§ Task directions: How many lines in the records below hold the string "Target"? Answer with the number alone.

§ Dataset excerpts:

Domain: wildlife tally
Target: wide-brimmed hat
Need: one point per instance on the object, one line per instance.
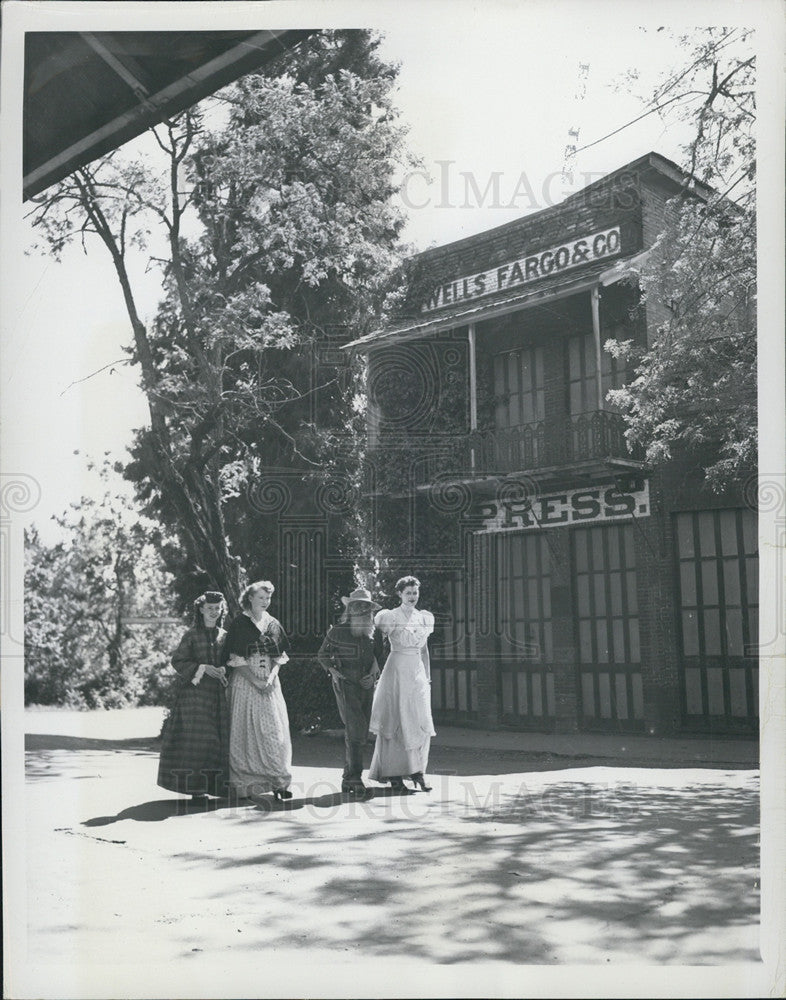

--

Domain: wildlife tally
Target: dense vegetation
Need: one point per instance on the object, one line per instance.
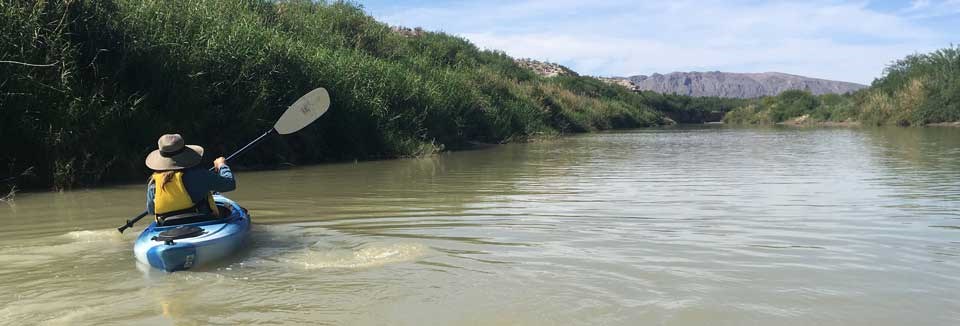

§ Answer box: 2